→ Text
Tuesday, October 02, 2007

The C To F Of Groovy Movies

Part two of a series of ... however many this blogger decides to post ...
Canterbury Tale, A (1949): Michael Powell and Emeric Pressburger's allegorical fable of modern day Chaucer-like pilgrimage, as three very different people (Sheila Sim, Dennis Price, John Sweet) walk the quiet parochial back roads of post-war Kent in search of a sense of belonging. Like all of Powell and Pressburger's movies, the women characters are strong and intelligent, the men noble and caring and the dialogue breathtaking ('There is more that one way of getting close to your ancestors. Follow the Old Road and as you do, think of them; they climbed Chillingbourne Hill just as you did'). Sweet-natured, gentle and unique. There is, quite simply, no other film like this.

→ Task requirements
• a. List the performers whose names appear in parentheses in the blog post on groovy movies.
• b. Write the next part of the blog post on groovy movies, picking up after its final sentence.

→ Data shown

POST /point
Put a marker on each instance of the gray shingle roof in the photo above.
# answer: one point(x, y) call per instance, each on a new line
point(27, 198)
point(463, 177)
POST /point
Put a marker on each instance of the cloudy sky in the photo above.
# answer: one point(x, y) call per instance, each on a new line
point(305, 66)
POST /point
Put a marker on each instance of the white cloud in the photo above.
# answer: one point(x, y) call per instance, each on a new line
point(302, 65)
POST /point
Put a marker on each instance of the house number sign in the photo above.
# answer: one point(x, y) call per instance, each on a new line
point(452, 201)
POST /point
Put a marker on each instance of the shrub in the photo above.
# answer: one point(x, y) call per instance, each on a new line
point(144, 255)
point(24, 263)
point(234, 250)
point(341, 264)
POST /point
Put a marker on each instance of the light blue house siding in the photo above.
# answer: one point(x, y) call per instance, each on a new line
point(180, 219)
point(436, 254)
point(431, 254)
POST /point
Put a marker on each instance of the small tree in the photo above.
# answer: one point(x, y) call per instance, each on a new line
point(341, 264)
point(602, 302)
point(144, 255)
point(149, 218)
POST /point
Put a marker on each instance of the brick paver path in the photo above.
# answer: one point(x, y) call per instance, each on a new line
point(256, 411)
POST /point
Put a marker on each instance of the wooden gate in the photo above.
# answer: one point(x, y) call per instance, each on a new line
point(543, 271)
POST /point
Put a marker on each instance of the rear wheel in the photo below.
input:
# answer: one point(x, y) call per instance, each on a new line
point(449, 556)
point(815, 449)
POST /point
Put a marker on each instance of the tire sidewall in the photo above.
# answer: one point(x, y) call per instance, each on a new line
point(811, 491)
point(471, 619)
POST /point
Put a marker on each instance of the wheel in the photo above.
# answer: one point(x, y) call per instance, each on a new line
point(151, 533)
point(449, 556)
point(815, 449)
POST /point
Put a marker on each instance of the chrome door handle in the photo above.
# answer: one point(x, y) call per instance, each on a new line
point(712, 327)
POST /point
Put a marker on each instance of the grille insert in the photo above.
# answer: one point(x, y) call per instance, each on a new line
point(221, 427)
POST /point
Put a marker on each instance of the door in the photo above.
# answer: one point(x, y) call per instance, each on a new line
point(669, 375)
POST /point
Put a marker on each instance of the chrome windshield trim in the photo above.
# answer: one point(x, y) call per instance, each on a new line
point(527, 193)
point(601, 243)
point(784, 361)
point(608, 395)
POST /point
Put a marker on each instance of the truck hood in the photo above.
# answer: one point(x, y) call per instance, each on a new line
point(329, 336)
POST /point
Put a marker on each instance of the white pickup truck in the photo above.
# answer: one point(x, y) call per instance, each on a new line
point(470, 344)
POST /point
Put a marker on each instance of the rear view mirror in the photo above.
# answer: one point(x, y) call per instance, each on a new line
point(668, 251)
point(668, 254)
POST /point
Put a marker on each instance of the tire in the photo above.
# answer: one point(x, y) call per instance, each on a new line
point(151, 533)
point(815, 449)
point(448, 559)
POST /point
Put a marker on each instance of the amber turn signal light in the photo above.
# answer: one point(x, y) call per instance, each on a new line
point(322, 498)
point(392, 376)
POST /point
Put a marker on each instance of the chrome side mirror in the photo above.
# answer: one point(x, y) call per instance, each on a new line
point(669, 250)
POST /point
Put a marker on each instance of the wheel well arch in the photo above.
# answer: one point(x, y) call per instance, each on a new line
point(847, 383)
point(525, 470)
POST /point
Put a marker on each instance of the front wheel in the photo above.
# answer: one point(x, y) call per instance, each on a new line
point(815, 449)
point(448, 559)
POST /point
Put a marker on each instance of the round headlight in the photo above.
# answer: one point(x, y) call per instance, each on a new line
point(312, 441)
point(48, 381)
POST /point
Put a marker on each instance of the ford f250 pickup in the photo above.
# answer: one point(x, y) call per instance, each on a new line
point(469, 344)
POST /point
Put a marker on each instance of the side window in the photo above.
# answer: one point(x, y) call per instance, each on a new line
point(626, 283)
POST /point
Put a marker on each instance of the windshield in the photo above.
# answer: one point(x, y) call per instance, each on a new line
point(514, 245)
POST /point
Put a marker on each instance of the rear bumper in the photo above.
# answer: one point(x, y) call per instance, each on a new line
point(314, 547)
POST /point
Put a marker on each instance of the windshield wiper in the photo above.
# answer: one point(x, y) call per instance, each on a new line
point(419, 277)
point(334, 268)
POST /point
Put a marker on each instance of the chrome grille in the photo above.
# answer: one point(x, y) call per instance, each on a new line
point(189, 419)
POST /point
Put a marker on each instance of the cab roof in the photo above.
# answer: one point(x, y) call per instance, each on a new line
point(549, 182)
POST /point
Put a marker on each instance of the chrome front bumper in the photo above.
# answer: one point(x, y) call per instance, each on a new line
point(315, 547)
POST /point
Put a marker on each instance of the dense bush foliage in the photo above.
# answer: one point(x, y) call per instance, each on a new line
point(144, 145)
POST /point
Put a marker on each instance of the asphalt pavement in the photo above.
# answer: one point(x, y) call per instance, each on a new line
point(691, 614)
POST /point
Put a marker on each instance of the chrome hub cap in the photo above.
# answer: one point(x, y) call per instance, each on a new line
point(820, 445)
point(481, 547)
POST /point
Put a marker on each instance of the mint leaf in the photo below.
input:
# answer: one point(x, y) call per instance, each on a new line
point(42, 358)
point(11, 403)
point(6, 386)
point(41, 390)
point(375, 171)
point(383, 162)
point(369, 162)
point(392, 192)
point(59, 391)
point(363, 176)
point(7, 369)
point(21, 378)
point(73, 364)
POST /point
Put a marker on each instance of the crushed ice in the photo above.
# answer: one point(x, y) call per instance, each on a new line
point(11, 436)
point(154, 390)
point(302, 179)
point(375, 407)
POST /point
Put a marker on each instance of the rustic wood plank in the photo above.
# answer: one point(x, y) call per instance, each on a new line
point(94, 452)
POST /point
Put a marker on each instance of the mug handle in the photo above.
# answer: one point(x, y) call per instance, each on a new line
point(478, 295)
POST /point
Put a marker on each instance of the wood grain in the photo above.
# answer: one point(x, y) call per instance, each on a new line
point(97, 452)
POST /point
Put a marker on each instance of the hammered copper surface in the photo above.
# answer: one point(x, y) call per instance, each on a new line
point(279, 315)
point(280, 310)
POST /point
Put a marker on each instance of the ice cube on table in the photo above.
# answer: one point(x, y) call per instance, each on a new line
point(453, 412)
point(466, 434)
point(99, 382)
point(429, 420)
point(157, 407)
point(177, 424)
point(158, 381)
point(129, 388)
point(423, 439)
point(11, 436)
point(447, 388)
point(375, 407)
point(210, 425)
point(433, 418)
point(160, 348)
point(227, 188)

→ Response list
• a. Sheila Sim, Dennis Price, John Sweet

• b.
Captain Kronos Vampire Hunter (1972): Colourful, exciting and full of action and symbolism, Captain Kronos Vampire Hunter has a dreamy, acquiescent, fairy-tale quality to it. Kronos, like a king in exile, rides through the frightened countryside, with his loyal friend and a beautiful girl, doing a bit of righteous ethnic cleansing on any vampires he meets. It's every schoolboy's dream, isn't it? Horst Janson is perfectly cast as the pot-smoking superhero swordsman, whilst the rest of the cast (particularly Caroline Munro, John Cater and John Carson) give some great support. A series of sequels, each set in different time periods, was planned by Brian Clemens but, sadly, this never happened. Indeed, Captain Kronos only emerged in 1974, two years after it was made, for a brief run as a support feature to a kung-fu movie called The Girl With the Thunderbolt Kick. As has been noted elsewhere, the concept would have made a fabulous TV series.
Captain Clegg (1962): Released as Night Creatures in the US, this remake of Dr Syn marks the high point of Hammer's brief - and only occasionally successful - foray into the world of pirate adventure. Cushing and Lee are at their swaggering, swashbuckling best in a tale of Cornish smugglers and dark secrets and there's a terrific role in it for a very young and very pretty Ollie Reed.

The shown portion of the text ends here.